• Short problem: Extract the final stretch of the data: the line that contains "Where can the wispy" and every line after it, unaltered, and no other lines.

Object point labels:
-*-

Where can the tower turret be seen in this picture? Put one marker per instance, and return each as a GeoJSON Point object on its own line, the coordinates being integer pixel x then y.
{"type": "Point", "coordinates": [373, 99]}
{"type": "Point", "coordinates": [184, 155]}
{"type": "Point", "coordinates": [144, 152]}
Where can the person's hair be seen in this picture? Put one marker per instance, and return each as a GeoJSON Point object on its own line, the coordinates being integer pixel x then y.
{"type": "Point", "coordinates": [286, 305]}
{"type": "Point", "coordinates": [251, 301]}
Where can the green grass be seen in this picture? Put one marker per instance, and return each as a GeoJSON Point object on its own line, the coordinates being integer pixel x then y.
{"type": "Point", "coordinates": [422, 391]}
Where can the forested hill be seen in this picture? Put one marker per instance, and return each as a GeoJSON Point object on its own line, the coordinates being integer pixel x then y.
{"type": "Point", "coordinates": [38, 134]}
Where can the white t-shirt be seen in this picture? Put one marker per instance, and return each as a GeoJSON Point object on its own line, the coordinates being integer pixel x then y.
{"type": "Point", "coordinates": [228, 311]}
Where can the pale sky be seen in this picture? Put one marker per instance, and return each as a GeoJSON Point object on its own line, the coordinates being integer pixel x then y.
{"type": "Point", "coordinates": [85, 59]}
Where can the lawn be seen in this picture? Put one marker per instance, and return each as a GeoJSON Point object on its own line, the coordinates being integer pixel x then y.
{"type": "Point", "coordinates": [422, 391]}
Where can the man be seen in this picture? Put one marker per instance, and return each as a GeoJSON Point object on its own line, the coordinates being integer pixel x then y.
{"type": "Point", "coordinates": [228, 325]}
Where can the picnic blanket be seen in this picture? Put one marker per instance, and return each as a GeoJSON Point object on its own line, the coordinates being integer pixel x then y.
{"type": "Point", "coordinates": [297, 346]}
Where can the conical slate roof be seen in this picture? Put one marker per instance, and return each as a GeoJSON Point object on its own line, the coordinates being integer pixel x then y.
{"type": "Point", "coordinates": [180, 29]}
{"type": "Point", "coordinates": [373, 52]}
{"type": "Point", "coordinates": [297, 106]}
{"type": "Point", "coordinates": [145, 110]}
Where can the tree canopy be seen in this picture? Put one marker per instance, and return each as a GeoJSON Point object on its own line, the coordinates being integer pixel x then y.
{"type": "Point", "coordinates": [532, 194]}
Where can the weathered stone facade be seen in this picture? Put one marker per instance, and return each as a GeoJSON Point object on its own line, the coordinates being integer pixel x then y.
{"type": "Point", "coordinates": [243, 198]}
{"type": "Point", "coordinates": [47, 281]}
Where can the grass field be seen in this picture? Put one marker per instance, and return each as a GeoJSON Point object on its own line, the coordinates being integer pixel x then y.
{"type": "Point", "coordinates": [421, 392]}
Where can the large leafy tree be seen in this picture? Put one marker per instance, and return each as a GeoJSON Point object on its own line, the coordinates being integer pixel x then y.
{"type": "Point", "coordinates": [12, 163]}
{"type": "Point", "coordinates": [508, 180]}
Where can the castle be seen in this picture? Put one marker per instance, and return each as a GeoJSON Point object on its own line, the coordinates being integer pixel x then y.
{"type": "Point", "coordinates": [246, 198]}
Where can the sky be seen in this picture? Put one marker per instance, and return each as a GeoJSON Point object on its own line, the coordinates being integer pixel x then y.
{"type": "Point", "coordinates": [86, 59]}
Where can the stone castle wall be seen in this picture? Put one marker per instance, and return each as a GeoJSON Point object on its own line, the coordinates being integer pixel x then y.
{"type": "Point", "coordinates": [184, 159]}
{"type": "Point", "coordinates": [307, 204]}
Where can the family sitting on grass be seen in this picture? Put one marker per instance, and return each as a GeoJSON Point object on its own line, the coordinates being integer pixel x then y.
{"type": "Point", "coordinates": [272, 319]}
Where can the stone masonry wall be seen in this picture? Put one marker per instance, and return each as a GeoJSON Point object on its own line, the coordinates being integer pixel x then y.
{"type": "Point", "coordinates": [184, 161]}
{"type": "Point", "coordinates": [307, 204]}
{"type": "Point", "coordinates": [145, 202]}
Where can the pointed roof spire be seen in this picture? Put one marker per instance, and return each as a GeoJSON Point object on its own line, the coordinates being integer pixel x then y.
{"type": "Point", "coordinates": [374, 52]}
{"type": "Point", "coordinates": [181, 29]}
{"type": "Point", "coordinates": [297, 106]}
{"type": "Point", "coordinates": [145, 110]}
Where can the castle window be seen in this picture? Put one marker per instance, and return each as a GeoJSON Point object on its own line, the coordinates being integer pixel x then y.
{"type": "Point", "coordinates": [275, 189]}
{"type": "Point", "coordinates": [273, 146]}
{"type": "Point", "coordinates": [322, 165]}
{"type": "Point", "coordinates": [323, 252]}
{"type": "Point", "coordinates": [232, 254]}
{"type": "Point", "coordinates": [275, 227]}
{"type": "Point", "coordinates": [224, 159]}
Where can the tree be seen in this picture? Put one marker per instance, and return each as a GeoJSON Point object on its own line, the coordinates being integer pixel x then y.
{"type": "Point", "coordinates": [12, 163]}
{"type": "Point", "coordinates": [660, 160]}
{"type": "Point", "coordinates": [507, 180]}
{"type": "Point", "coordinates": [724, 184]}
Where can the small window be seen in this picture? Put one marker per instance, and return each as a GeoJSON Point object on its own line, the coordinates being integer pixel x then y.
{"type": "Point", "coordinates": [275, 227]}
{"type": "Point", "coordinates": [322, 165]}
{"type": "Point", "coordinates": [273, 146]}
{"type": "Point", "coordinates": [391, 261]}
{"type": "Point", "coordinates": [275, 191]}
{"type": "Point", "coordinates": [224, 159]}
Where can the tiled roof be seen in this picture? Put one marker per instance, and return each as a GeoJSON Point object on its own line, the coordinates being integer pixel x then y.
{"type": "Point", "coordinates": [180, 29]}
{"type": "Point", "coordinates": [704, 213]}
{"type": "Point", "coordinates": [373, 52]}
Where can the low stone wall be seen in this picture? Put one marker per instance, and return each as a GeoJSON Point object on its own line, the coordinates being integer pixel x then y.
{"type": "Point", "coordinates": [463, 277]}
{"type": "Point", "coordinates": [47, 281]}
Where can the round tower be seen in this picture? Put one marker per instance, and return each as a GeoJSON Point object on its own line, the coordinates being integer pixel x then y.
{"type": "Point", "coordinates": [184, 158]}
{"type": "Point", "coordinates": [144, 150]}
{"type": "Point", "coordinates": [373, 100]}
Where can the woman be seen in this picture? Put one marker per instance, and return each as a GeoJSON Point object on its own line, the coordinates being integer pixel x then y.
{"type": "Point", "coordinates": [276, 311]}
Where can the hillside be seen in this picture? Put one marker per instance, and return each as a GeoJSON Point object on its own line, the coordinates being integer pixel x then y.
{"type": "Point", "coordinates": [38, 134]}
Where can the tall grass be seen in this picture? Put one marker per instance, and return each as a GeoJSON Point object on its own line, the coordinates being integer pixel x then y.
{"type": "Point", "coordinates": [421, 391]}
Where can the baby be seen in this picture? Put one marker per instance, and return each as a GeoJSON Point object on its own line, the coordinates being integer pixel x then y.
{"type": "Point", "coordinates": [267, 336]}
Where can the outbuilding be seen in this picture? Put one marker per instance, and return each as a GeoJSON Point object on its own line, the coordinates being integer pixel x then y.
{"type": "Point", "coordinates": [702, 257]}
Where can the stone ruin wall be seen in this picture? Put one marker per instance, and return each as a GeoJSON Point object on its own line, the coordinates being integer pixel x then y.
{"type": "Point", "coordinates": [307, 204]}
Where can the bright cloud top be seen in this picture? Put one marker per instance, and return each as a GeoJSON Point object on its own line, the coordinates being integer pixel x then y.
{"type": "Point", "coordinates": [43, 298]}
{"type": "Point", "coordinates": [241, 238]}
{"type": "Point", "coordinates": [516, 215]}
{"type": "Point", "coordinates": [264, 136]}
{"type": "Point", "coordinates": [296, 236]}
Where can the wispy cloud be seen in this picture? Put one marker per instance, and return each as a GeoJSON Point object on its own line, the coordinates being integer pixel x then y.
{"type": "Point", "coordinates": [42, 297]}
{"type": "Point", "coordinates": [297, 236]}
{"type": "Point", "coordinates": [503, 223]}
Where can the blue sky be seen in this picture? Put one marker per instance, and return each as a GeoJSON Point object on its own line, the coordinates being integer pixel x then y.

-*-

• Written solution:
Where can the wispy cloud be seen in this picture? Put one marker per instance, and return each as a GeoJSON Point object on its own line, the coordinates being integer pixel x then y.
{"type": "Point", "coordinates": [42, 297]}
{"type": "Point", "coordinates": [297, 236]}
{"type": "Point", "coordinates": [503, 223]}
Where can the blue sky be seen in this picture? Put one marker per instance, and return each as a GeoJSON Point object on its own line, the coordinates being integer pixel x then y.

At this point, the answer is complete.